**What is being asked:**
Write out exactly, please, the lines from the one containing "Spot the dark doorway, then" to the end of the material.

**Given entries:**
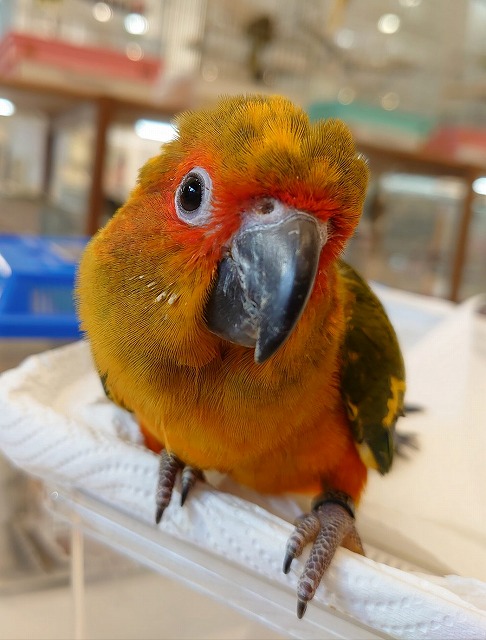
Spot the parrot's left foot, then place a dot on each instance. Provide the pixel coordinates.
(330, 524)
(170, 465)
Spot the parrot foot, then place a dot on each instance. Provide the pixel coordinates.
(330, 524)
(169, 467)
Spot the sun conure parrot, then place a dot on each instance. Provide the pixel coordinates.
(219, 311)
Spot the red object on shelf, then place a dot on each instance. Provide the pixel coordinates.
(462, 143)
(16, 48)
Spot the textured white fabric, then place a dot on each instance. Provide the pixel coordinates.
(56, 423)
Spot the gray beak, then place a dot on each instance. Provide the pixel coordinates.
(266, 277)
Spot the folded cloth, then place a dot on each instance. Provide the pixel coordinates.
(57, 424)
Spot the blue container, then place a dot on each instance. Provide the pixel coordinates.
(36, 286)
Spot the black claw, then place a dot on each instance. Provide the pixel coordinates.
(184, 492)
(301, 608)
(159, 513)
(287, 562)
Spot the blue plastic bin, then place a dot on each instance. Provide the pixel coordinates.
(36, 286)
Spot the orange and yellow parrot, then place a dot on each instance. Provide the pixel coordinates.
(219, 311)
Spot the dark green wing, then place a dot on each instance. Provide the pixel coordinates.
(373, 375)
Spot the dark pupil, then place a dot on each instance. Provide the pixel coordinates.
(191, 194)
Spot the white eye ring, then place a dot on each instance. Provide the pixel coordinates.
(193, 197)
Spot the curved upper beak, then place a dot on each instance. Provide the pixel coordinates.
(266, 277)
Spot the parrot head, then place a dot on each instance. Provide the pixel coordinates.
(234, 225)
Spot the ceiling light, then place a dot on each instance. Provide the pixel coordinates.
(389, 23)
(102, 12)
(136, 24)
(154, 130)
(479, 186)
(134, 51)
(7, 107)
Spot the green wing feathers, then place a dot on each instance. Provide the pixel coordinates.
(373, 375)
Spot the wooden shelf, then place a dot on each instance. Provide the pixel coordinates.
(386, 159)
(54, 100)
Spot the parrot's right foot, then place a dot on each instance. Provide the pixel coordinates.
(330, 524)
(170, 465)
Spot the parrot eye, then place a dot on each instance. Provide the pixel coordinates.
(193, 197)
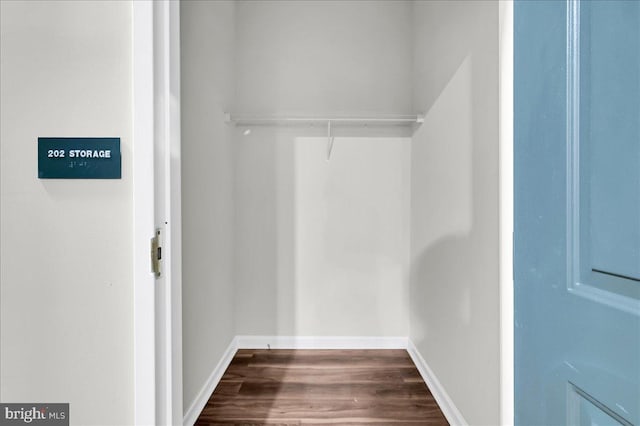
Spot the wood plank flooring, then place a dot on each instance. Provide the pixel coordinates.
(296, 387)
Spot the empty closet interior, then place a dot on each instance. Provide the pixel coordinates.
(351, 229)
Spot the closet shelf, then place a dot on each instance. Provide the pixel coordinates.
(329, 121)
(391, 120)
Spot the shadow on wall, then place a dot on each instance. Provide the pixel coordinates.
(454, 255)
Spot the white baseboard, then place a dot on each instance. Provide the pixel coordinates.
(320, 342)
(201, 400)
(448, 408)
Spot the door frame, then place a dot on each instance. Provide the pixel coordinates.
(506, 211)
(148, 32)
(156, 134)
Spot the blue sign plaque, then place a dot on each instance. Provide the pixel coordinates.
(79, 158)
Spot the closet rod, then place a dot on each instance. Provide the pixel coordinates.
(255, 119)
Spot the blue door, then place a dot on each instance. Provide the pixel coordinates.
(577, 212)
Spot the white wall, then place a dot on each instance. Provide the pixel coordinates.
(65, 254)
(352, 236)
(324, 56)
(454, 288)
(208, 40)
(308, 58)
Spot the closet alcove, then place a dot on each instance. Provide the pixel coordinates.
(339, 180)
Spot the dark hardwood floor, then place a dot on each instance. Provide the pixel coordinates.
(295, 387)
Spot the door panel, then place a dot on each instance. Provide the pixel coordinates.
(577, 212)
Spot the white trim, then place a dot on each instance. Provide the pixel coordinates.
(143, 214)
(205, 393)
(448, 408)
(166, 40)
(320, 342)
(506, 209)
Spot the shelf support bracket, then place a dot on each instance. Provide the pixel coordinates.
(329, 140)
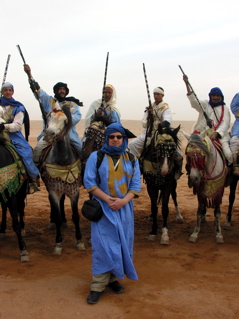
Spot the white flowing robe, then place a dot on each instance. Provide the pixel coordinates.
(112, 236)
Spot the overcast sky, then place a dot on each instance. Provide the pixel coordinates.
(68, 41)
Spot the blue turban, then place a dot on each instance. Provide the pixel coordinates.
(7, 84)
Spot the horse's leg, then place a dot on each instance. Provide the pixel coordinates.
(13, 204)
(179, 217)
(56, 215)
(76, 220)
(153, 194)
(200, 215)
(165, 211)
(21, 207)
(233, 187)
(217, 215)
(4, 220)
(63, 215)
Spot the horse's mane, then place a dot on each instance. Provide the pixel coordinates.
(103, 118)
(197, 140)
(172, 132)
(2, 141)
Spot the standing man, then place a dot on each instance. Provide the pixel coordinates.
(12, 112)
(219, 114)
(234, 142)
(114, 185)
(161, 112)
(60, 95)
(108, 108)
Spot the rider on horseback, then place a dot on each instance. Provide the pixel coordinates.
(12, 113)
(49, 103)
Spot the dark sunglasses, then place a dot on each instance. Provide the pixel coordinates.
(119, 137)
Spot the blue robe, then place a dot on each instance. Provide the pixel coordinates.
(49, 103)
(22, 146)
(112, 236)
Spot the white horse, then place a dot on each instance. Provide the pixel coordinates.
(207, 170)
(61, 173)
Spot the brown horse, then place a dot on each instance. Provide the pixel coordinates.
(157, 165)
(13, 190)
(61, 173)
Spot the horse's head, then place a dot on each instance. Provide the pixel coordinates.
(163, 147)
(197, 157)
(58, 125)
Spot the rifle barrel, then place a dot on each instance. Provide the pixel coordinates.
(6, 68)
(106, 69)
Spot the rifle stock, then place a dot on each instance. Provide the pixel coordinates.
(150, 115)
(33, 84)
(106, 69)
(209, 123)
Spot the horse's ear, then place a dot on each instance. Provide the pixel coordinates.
(187, 135)
(176, 130)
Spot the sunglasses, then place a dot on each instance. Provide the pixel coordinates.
(119, 137)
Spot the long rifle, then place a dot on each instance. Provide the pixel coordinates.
(33, 84)
(6, 68)
(150, 114)
(103, 91)
(209, 123)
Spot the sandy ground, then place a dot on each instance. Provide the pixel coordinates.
(182, 280)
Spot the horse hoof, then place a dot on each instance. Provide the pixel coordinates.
(164, 241)
(152, 237)
(219, 240)
(23, 232)
(57, 249)
(24, 256)
(80, 245)
(227, 225)
(52, 226)
(192, 239)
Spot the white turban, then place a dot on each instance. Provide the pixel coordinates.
(158, 90)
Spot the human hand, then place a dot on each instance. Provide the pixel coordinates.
(2, 127)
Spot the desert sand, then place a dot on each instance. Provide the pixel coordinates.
(182, 280)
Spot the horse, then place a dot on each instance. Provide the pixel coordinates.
(94, 135)
(13, 190)
(207, 172)
(61, 173)
(157, 166)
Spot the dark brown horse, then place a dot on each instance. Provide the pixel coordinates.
(157, 164)
(94, 135)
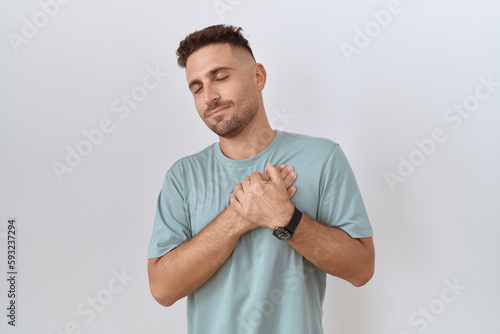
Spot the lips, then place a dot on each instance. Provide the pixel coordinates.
(217, 111)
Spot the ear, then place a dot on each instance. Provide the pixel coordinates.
(260, 76)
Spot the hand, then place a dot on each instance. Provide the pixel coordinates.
(264, 203)
(287, 175)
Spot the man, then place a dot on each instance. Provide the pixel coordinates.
(249, 249)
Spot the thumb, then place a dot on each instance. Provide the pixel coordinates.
(273, 172)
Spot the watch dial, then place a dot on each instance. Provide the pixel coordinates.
(282, 233)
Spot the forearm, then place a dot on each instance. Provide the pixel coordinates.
(334, 251)
(187, 267)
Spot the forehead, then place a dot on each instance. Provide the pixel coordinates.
(211, 56)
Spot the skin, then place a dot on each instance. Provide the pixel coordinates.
(227, 85)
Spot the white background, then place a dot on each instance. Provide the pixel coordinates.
(438, 227)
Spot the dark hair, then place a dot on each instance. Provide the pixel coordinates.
(211, 35)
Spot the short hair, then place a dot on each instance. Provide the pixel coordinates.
(211, 35)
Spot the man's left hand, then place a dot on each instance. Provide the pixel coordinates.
(264, 203)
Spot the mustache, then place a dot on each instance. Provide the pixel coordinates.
(217, 105)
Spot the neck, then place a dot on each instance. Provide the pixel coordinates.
(250, 142)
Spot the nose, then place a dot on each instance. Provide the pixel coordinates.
(211, 94)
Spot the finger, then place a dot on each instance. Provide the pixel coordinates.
(291, 191)
(281, 167)
(290, 179)
(274, 173)
(234, 201)
(286, 171)
(255, 176)
(265, 176)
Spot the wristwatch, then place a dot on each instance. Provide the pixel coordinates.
(285, 233)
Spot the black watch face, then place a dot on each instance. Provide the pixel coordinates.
(282, 233)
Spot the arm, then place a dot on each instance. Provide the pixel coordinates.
(334, 251)
(265, 203)
(187, 267)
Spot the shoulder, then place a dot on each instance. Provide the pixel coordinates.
(310, 143)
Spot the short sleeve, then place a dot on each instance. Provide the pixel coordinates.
(171, 226)
(341, 204)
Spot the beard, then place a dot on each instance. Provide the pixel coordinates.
(243, 114)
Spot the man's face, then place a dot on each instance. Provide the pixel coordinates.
(225, 93)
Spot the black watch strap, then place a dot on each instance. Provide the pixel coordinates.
(294, 221)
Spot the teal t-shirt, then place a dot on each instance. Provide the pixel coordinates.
(265, 286)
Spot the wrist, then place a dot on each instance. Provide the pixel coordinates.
(287, 213)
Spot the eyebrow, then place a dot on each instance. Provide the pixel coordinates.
(209, 74)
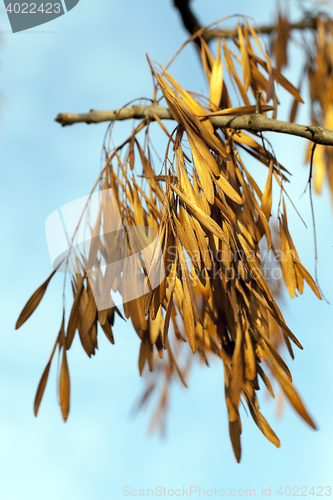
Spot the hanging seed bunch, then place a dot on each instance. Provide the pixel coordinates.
(212, 221)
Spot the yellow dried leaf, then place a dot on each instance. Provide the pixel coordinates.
(33, 302)
(245, 59)
(216, 79)
(64, 387)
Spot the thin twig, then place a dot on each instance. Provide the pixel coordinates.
(254, 122)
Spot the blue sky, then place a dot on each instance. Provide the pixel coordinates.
(94, 57)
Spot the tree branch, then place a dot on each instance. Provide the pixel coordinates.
(254, 123)
(265, 29)
(96, 116)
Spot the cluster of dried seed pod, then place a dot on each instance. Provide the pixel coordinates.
(212, 220)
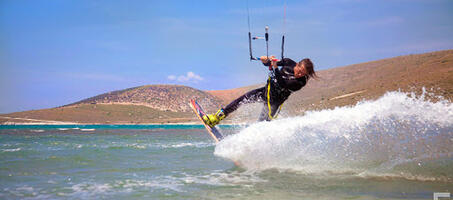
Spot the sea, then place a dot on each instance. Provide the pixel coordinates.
(399, 146)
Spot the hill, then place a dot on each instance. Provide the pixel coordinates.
(349, 84)
(144, 104)
(335, 87)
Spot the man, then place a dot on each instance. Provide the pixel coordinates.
(291, 77)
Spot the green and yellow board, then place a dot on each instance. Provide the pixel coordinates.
(215, 134)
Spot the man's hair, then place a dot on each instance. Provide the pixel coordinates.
(309, 67)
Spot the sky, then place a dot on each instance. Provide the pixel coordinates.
(54, 53)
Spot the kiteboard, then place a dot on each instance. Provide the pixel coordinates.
(213, 131)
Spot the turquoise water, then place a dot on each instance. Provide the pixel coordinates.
(165, 163)
(396, 147)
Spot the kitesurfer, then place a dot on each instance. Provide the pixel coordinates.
(289, 78)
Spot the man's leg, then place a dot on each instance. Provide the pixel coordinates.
(265, 115)
(249, 97)
(253, 96)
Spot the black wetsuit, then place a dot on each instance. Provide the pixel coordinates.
(281, 84)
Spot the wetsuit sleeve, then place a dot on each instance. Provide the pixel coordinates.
(286, 62)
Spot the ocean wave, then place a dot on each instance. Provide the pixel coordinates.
(11, 150)
(398, 134)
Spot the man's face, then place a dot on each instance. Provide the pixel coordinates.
(299, 70)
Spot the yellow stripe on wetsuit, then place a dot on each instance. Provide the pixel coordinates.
(269, 101)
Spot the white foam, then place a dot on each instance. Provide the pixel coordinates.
(393, 128)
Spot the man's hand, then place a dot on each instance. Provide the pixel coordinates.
(273, 60)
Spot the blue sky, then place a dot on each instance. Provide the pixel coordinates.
(57, 52)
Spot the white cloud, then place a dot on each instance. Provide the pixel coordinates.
(189, 77)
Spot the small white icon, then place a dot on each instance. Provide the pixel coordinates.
(438, 195)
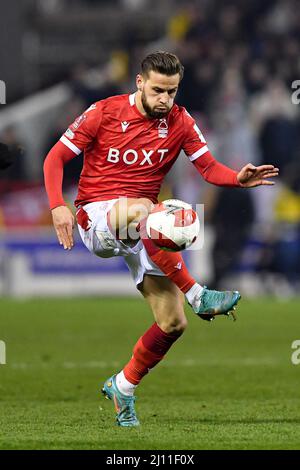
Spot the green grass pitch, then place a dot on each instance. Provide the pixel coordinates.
(224, 385)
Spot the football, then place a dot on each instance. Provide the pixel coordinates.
(173, 225)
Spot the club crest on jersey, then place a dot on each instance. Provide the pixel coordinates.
(124, 125)
(77, 123)
(163, 128)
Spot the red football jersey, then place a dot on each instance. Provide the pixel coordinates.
(127, 154)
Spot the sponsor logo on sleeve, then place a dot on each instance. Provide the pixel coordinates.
(163, 128)
(78, 122)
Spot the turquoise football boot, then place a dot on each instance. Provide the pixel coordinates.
(124, 404)
(213, 302)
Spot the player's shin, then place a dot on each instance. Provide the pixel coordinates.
(149, 350)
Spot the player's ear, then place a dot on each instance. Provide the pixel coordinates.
(139, 82)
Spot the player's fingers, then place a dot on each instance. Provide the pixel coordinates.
(265, 168)
(273, 172)
(269, 175)
(59, 237)
(64, 236)
(69, 232)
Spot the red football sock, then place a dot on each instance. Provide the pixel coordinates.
(148, 351)
(171, 264)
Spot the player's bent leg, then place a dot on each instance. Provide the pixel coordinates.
(166, 302)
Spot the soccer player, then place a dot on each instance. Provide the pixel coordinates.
(130, 142)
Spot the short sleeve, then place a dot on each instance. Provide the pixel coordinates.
(84, 129)
(194, 144)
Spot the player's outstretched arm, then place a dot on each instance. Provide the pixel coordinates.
(251, 176)
(63, 221)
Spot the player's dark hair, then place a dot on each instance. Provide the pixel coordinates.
(162, 62)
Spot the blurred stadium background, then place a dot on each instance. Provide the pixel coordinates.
(241, 59)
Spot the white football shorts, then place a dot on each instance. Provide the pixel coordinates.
(100, 241)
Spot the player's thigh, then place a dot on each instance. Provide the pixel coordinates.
(128, 210)
(166, 302)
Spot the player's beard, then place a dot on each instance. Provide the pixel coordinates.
(151, 113)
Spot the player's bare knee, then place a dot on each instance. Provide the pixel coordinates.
(139, 209)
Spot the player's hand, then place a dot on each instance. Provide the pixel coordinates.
(251, 176)
(63, 221)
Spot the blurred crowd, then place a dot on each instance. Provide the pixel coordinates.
(241, 60)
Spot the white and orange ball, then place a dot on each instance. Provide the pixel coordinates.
(173, 225)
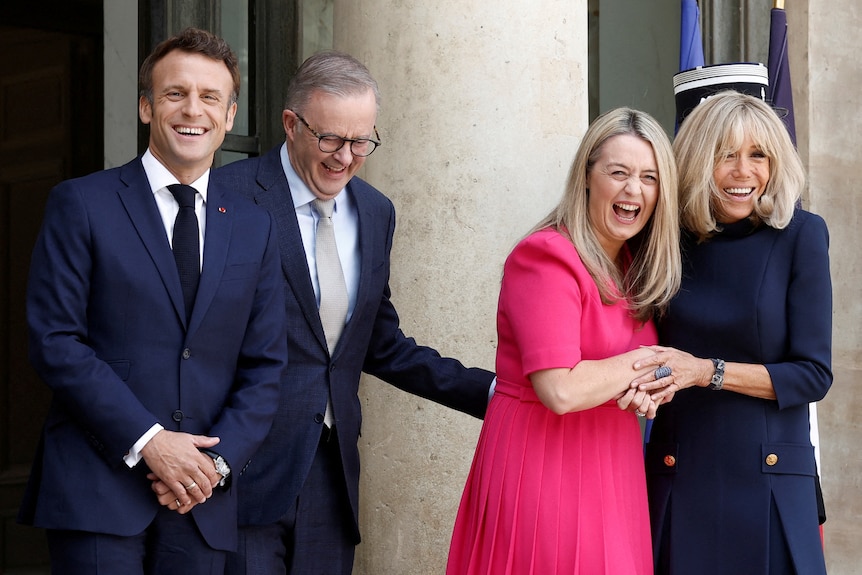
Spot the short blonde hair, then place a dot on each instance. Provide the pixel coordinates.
(717, 128)
(654, 275)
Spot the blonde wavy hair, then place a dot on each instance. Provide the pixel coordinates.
(717, 128)
(654, 275)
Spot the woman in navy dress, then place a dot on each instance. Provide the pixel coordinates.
(730, 464)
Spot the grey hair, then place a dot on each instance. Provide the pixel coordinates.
(330, 72)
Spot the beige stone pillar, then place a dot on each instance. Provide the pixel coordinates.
(483, 106)
(825, 45)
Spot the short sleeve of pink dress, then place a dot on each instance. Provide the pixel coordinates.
(549, 493)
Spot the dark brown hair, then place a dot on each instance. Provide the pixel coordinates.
(193, 41)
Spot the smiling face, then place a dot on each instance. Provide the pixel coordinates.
(190, 112)
(741, 178)
(354, 116)
(623, 190)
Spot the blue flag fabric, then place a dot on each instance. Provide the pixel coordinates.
(781, 92)
(690, 41)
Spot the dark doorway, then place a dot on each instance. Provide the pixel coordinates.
(51, 109)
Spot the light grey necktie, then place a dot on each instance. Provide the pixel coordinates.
(330, 278)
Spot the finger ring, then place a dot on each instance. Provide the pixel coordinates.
(663, 371)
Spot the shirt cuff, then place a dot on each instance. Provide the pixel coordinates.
(134, 455)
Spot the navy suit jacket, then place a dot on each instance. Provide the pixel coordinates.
(108, 336)
(372, 341)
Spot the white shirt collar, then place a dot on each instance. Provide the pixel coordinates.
(160, 177)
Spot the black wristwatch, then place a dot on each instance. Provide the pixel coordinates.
(222, 467)
(718, 377)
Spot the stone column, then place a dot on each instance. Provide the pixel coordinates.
(824, 48)
(483, 106)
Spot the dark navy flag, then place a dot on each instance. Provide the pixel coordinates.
(690, 42)
(781, 92)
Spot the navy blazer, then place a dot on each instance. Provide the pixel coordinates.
(372, 342)
(108, 336)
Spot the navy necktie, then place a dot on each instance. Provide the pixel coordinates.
(186, 244)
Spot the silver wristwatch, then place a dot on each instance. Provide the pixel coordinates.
(222, 467)
(718, 377)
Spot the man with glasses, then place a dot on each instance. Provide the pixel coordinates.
(298, 498)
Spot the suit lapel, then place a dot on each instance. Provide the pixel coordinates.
(365, 225)
(274, 194)
(138, 200)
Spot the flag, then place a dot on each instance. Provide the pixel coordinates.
(690, 41)
(781, 98)
(781, 93)
(690, 56)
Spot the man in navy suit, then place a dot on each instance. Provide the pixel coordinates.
(157, 403)
(299, 495)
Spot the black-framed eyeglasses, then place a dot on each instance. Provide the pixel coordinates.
(329, 143)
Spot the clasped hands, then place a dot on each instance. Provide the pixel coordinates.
(662, 371)
(181, 475)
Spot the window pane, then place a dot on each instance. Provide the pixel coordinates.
(234, 27)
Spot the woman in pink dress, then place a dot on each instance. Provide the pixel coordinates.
(557, 483)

**Reply:**
Spot the dark doorway, then place a dot on each instance. Provide the pixel coordinates.
(51, 109)
Spot the light grey necktie, then place a dot on each instance. Provide the pixel coordinates.
(330, 278)
Spot the finger ring, then place a dot on each instance. Provide the pixel coordinates.
(663, 371)
Spot the shirt cuff, then place a dot on each instance. Provide the pixel coordinates.
(134, 455)
Spot the navy suit jacket, then place a dot on each instance. Provide the pixel coordinates.
(108, 336)
(372, 341)
Spot the white shirt collar, then place a dot on each instance. Provide the pixel coordinates.
(160, 177)
Spot the black wristwatch, then place a dot on each instance. Provide the pixel coordinates.
(222, 467)
(718, 377)
Spot the stone column, then place a dot on each instance. Provide the pixel coordinates.
(824, 48)
(483, 106)
Spot the dark navy flag, then place a dot on each instance. Provide the pixel coordinates.
(690, 42)
(781, 92)
Spot the navy blazer, then place a dot on each instance. Provide the pixel coordinates.
(372, 342)
(108, 336)
Spot the navy necktie, then place a dot on each instance. Provide the pixel coordinates.
(186, 244)
Spot the silver wristwatch, then place a dot on each instance. Provide the pixel coordinates.
(222, 467)
(718, 377)
Spot the man with glasses, then place a dot on each instance. Provide the pixel coordinates.
(298, 498)
Spot the suit lapel, then place a dot on each instance. Provide the pixel coordinates.
(365, 225)
(274, 194)
(138, 200)
Spot the flag, then place a dot on each instance. Provide the pixel coordinates.
(690, 41)
(781, 98)
(781, 93)
(690, 56)
Spot the man in navy suit, then place a dot on each instance. Provide the pixel coordinates.
(157, 403)
(299, 495)
Spot the black-framed eyeglasses, then place a dot on each instance. Provide the pixel coordinates.
(329, 143)
Spot the clasped hands, then place a dot on each instance. Provide the pixel coordinates.
(662, 371)
(181, 475)
Spot the window pane, then place a dot on each instance. Provide the pixel coordinates.
(234, 27)
Spot the woman in pink dress, then place a dot on each instance. Provide the pixel coordinates.
(557, 483)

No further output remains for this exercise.